EXERCISE TASK 1:
Show every line of the rows below that contains the word "tree", treating uppercase and lowercase letters as different.

--------

HLSL Specifications

INF-0006 - Long Vector Execution Test Plan

StatusAccepted
Author
Sponsor
  • Impacted Projects: DXC

Introduction

This test plan covers testing all HLSL intrinsics that can take long vectors as parameters. And more specifically, it only covers testing scenarios which will get coverage from a graphics driver supporting DXIL.

These tests will verify that all DXIL opcodes and LLVM instructions which can be reached using valid HLSL in SM 6.9 can compile, run, and produce correct output when given long and native vector inputs. They will not verify that the generated DXIL is vectorized.

All tests are to be included in the HLK test binary which ships with the OS. This test binary is only built in the OS repo and based off of the ExecutionTests source code in the DXC repo. There is a script in the WinTools repo which generates and annotates the HLK tests.

We break coverage down into five test categories.

  1. Implement DXIL OpCode tests:

    • At the bottom of this document there are tables containing all HLSL operators (more on those in ‘3. HLSL Operator Tests’) and HLSL intrinsics that can be used with long vectors. The HLSL intrinsics tables have a DXIL OpCode and LLVM instruction columns. These columns contain the intrinsic’s mapped DXIL OpCodes as well as their LLVM instructions. All intrinsics have at least one DXIL OpCode or one LLVM instruction.

      Many intrinsics have trivial mappings. Atan is an example of an intrinsic with a trivial mapping. Other intrinsics have multiple DXIL OpCodes. Some intrinsics will use all listed DXIL OpCodes and/or LLVM instructions, while others will have additional logic which determines which OpCodes/Instructions are used. If an intrinsic relies on additional logic to determine which OpCodes/Instructions are used then the OpCode/Instructions will be enclosed in ‘[]’ brackets. The sign intrinsic is an example of an intrinsic with additional logic. If an OpCode/Instruction is not enclosed in ‘[]’ then it is used in all paths for that intrinsic.

  2. Implement LLVM Instruction tests:

    • These are the test cases for the LLVM Instructions listed in the table at the bottom of this document.
    • Because we will use HLSL intrinsics to get coverage for the DXIL OpCode tests we speculate that we will get most of the coverage needed for the LLVM Instruction tests. After implementing the DXIL OpCode tests we should be able to do a coverage audit and ammend test cases, or write simple additional ones, as needed.
    • Just as in ‘1. Implement DXIL OpCode Tests’ some cases have multiple instructions listed. ‘[]’ brackets are used in the same manner. And there may also be multiple instructions.
    • Additional OpCodes/Instructions are logic based (i.e float or int specific).
  3. HLSL Operator tests:

    • HLSL Operators Table in this document lists the HLSL Operators which can take long vectors as arguments.
    • Many of these operators can and will get coverage by default in the DXIL OpCode tests. But we will audit coverage and ammend test case, or write simple additional ones, as needed.
  4. Standard loading and storing of long vectors

    • These could be covered in test categories 1 and 2. But I propose we break out individual cases to ensure that we have more granular coverage.
    • Ensure we have some basic tests doing standard loading/storing of long vectors across Buffer types to test and Vector element data types to test.

--------

EXERCISE TASK 2:
According to the test plan above, which repo holds the script that generates and annotates the HLK tests?

Records from a dataset:
--------

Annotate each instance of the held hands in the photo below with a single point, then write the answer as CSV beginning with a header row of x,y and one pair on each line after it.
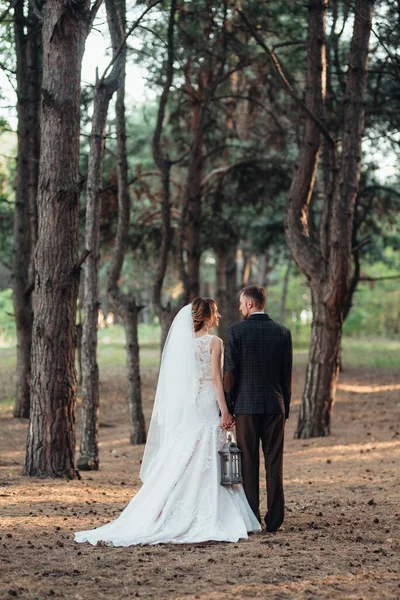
x,y
227,421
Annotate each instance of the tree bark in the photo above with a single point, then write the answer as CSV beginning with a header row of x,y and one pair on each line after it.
x,y
285,288
125,306
88,452
326,262
29,59
226,295
166,313
51,438
191,210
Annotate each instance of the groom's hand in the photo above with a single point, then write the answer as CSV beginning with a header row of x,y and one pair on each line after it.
x,y
227,421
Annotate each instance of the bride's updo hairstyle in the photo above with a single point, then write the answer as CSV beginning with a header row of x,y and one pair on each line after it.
x,y
204,312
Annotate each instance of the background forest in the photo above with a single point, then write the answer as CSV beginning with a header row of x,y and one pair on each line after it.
x,y
153,151
261,146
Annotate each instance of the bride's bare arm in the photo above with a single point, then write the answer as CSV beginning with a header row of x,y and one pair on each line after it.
x,y
227,420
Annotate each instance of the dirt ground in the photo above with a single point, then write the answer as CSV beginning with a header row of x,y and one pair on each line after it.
x,y
341,535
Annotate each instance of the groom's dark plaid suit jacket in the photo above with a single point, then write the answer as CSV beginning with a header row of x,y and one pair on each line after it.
x,y
258,367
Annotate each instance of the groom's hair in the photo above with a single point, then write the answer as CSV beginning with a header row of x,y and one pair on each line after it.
x,y
256,293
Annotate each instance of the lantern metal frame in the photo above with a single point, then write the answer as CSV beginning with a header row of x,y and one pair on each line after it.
x,y
231,463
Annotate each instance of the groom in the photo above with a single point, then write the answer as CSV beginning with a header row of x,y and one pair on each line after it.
x,y
257,384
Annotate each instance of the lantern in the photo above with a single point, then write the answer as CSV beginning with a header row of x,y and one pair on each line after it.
x,y
231,463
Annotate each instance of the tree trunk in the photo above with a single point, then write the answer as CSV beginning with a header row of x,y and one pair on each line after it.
x,y
191,210
232,312
165,314
327,264
51,438
88,452
28,52
322,368
138,429
123,305
285,292
221,295
227,297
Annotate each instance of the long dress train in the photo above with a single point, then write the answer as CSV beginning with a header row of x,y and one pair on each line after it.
x,y
182,500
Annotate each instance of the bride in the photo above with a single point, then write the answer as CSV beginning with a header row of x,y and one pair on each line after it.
x,y
181,499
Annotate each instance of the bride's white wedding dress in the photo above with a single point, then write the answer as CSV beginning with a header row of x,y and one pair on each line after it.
x,y
181,499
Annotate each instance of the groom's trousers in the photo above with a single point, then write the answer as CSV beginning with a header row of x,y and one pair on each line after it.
x,y
250,429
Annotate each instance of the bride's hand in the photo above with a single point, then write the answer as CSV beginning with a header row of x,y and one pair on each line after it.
x,y
227,421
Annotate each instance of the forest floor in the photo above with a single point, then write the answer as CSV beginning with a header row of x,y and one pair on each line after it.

--------

TASK OUTPUT 1:
Annotate each instance of the tree bark in the photo above with a single point, then write the answer as CSV beginning with a header row of x,y and one pair on each line after it.
Annotate each instance of the tree trunk in the photo above with a single point, then write the answer as CSV beginning with a header row of x,y and one pair on each line after it.

TASK OUTPUT 2:
The WinTools repo.